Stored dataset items
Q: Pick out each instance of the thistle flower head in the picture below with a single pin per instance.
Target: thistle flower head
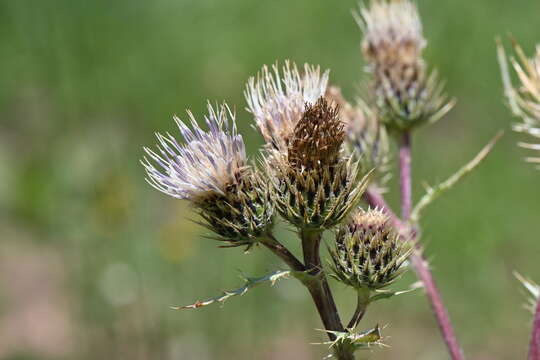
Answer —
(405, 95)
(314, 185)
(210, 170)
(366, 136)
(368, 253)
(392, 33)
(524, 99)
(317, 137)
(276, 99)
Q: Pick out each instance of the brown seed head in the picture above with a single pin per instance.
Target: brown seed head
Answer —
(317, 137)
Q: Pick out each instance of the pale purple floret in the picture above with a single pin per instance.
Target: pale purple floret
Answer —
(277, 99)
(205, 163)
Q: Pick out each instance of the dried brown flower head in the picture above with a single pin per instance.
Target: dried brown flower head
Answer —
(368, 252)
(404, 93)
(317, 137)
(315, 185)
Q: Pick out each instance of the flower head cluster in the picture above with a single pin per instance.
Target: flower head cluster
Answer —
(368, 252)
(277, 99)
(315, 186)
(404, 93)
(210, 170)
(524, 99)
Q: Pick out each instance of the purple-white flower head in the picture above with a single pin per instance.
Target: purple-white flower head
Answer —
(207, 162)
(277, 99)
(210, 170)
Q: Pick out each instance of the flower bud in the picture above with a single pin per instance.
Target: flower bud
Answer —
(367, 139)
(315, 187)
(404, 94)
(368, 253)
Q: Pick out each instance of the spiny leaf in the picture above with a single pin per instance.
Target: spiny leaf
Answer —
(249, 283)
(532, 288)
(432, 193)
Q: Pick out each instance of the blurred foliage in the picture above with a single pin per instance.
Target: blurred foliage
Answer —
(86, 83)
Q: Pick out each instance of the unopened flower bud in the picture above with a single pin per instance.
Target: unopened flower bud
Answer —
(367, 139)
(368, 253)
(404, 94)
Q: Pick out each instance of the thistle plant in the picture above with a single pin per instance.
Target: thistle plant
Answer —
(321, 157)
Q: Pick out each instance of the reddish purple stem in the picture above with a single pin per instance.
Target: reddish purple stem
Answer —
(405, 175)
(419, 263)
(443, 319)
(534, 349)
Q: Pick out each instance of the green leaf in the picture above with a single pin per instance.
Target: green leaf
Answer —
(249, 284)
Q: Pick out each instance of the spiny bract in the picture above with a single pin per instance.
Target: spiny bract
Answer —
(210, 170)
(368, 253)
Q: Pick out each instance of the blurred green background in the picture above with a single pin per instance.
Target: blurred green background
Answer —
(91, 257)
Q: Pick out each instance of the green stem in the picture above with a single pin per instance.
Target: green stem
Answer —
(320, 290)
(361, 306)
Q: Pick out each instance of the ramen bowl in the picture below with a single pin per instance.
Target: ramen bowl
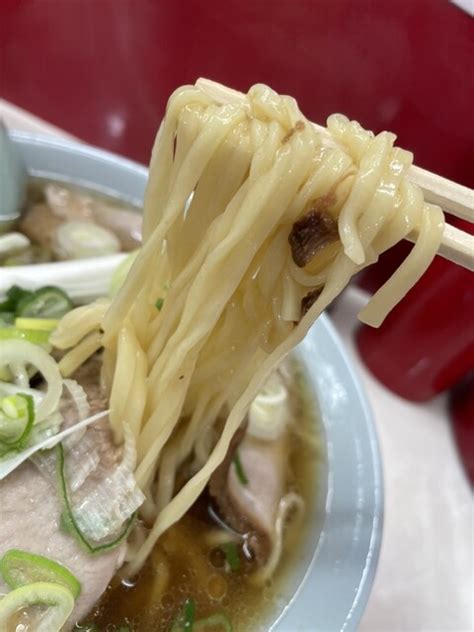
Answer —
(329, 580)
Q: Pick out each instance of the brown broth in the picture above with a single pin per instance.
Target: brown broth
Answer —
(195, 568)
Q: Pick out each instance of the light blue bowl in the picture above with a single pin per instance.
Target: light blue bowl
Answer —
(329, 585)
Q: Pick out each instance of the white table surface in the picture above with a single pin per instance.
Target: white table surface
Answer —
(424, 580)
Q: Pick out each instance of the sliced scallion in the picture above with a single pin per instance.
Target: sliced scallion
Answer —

WHAT NEEDS TO BE DONE.
Output the records exactly, pictures excluded.

ANSWER TO THIS TASK.
Q: Pick out each instance of the thistle flower head in the picture below with a single pin per instance.
Target: thistle flower head
Answer —
(405, 95)
(314, 185)
(210, 170)
(366, 136)
(368, 253)
(392, 33)
(524, 99)
(317, 137)
(276, 99)
Q: Pick out each instance of the brown seed head in the picture above with a single pin per instance.
Target: brown seed head
Answer —
(317, 137)
Q: Pick out each instance of the pale purple floret in the picture above with a single pin per instance.
Target: pale purple floret
Answer —
(277, 99)
(205, 163)
Q: Pick out each instance of the dried brown flower head in the picture above with a single pin per instance.
Target: dried brown flower head
Answer —
(368, 252)
(404, 93)
(317, 137)
(315, 185)
Q: Pick out each instance of the flower head cluster in the picture above with a single pin per instance.
Target: flower head cluster
Answer —
(368, 252)
(277, 99)
(315, 186)
(404, 93)
(210, 170)
(524, 99)
Q: Pick out each instance of the purple-white flower head in the picture above with a single pin per instance.
Target: purple-white flower head
Answer —
(207, 162)
(277, 99)
(210, 170)
Q: Pick out each instance of the flower bud in the picture above with a single pin per instance.
Target: flower bud
Answer —
(367, 139)
(315, 187)
(404, 94)
(368, 253)
Q: Pick out each instance of the spiny leaf in the picture above with a single pin per instance.
Target: spiny leaf
Answer —
(249, 283)
(532, 288)
(432, 193)
Q: Pick out each instance of the blurred foliage in the picture above with a single pin per instance.
Target: blurred foliage
Answer —
(86, 83)
Q: Pick out each instance of the unopened flower bud in the picture above with a single pin per instance.
Target: unopened flower bud
Answer —
(367, 139)
(368, 253)
(404, 94)
Q: Pick out each instance of the thistle plant in the picture above with a single pin per instance.
Target: thistle plant
Answer —
(321, 157)
Q: Pick out each instance of the reddish purple stem in the picture above with a single pin per instance.
Target: reddish purple stem
Answer —
(405, 175)
(419, 263)
(443, 319)
(534, 349)
Q: Pick out each instance of the green leaf in the picture above with a single pin per instance.
Target: green leaf
Answer —
(249, 284)
Q: Pick out each instance of the spiny bract in the picture above with a single pin per instance.
Target: spiny bract
Answer —
(210, 170)
(368, 253)
Q: Pick out each instance of the blurred green background in the picture above with a single pin per instance.
Target: blurred green background
Answer —
(91, 257)
Q: Pick out each instance of the green stem in the picture above with a single pin per instance.
Target: green stem
Answer —
(320, 290)
(361, 306)
Q: Pick out each instance of the ramen bowl in the picture below with a single pin per instance.
Target: ramen bowl
Answer —
(329, 580)
Q: Pick out each instance of the brown broth in the picture above with a single pin per instance.
Target: brown broth
Answer —
(195, 568)
Q: Pick out each instance of the light blue bowl in the picture above with a single pin per instance.
Target: light blue bowl
Answer —
(329, 585)
Q: Pick out each instance of the white table surface in the picture above with a single pin per instance.
Target: white table surface
Answer —
(424, 580)
Q: Pick out each instance of the sliced scallion in the picture above with a single pin per instance.
Target: sliced scallion
Answer —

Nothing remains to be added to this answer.